Set exercise >> Count how many lines in the items below contain the word "white". Reply with that number alone.

(Extracted records)
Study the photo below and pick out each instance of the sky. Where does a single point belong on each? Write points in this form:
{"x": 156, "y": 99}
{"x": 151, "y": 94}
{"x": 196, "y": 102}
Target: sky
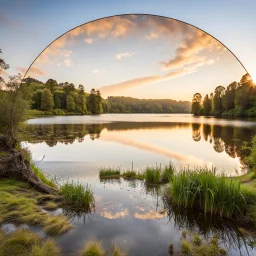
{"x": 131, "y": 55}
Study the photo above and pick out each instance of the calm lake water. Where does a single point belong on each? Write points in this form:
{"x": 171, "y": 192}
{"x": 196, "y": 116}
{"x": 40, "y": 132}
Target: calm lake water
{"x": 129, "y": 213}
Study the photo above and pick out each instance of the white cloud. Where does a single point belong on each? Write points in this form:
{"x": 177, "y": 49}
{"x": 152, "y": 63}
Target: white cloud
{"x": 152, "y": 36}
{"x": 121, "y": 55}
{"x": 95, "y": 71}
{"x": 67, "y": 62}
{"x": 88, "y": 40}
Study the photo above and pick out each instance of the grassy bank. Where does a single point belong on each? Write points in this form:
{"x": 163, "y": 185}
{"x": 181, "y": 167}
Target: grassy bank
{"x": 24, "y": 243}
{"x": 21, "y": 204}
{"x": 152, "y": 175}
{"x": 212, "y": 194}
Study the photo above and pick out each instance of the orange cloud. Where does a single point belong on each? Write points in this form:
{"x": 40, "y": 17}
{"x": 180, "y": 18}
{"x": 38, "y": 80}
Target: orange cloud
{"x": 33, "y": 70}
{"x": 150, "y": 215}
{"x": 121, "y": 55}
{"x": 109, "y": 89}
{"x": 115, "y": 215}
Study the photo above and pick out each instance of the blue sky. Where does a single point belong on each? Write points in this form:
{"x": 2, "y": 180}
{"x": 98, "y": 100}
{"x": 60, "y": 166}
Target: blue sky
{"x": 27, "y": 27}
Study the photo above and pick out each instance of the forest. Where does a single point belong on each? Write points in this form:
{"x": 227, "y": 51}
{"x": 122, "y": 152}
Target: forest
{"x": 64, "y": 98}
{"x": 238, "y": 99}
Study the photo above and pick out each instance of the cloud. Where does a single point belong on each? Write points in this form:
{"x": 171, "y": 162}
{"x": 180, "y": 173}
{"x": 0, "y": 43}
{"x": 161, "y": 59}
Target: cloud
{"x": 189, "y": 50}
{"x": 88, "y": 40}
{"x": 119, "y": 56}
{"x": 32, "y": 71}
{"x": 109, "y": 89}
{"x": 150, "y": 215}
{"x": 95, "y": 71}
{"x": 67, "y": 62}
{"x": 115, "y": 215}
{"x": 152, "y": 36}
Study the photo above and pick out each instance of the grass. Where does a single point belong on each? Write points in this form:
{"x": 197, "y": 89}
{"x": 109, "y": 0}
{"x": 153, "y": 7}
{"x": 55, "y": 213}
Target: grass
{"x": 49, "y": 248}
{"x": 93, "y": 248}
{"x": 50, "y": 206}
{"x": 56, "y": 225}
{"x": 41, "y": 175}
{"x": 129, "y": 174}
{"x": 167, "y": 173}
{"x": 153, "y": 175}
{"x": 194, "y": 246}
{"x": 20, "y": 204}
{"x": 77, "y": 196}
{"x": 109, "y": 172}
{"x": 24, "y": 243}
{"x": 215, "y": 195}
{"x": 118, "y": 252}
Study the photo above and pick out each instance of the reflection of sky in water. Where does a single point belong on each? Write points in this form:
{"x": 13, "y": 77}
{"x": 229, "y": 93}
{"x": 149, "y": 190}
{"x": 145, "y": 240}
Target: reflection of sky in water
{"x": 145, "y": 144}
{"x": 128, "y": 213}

...

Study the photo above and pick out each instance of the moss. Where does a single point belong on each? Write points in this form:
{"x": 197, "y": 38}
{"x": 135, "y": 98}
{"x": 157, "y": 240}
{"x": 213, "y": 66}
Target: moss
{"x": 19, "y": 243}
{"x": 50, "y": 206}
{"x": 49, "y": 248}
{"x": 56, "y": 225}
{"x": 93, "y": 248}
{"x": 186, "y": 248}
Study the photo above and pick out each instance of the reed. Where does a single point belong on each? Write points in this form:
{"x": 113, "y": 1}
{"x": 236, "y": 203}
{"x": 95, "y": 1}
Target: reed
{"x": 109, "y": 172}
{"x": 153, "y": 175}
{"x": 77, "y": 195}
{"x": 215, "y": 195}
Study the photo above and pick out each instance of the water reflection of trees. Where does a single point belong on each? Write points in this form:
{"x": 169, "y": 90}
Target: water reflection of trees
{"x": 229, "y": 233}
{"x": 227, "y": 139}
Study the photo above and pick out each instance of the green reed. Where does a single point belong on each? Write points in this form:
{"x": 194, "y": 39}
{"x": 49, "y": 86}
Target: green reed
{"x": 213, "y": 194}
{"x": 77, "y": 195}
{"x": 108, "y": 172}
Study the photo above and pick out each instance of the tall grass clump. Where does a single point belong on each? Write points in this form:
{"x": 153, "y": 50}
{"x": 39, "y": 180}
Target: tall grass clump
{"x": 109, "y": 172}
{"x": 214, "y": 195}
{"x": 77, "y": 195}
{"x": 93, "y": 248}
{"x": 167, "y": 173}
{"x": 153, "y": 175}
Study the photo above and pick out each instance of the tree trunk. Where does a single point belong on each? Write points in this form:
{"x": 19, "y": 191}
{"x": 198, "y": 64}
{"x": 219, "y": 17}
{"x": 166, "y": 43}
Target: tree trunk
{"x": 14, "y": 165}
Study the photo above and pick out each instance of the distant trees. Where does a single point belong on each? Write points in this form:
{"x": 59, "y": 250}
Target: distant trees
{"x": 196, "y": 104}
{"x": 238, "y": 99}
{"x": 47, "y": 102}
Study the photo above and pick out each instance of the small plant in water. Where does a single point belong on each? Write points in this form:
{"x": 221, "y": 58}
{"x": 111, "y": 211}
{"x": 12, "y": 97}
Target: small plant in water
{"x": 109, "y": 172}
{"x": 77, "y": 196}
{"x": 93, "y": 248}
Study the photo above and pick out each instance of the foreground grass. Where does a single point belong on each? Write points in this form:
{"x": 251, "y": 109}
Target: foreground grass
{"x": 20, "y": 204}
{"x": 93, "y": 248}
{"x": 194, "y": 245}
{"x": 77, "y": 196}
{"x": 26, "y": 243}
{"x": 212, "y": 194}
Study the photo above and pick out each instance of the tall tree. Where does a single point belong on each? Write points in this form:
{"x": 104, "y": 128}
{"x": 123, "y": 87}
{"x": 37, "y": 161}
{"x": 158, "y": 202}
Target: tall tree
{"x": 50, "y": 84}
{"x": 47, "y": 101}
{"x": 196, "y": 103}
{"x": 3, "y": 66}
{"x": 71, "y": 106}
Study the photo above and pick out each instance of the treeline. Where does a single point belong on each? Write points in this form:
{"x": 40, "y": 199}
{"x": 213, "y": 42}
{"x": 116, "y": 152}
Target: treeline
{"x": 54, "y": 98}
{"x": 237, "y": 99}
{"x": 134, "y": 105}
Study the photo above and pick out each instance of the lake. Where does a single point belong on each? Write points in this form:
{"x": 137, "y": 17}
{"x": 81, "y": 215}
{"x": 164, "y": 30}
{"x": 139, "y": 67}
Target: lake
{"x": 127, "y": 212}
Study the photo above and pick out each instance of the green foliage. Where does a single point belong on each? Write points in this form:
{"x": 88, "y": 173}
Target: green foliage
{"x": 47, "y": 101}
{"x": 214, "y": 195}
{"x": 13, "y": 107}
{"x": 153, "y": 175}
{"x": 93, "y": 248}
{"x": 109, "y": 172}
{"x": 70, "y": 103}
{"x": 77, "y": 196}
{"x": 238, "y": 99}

Task solution >> 2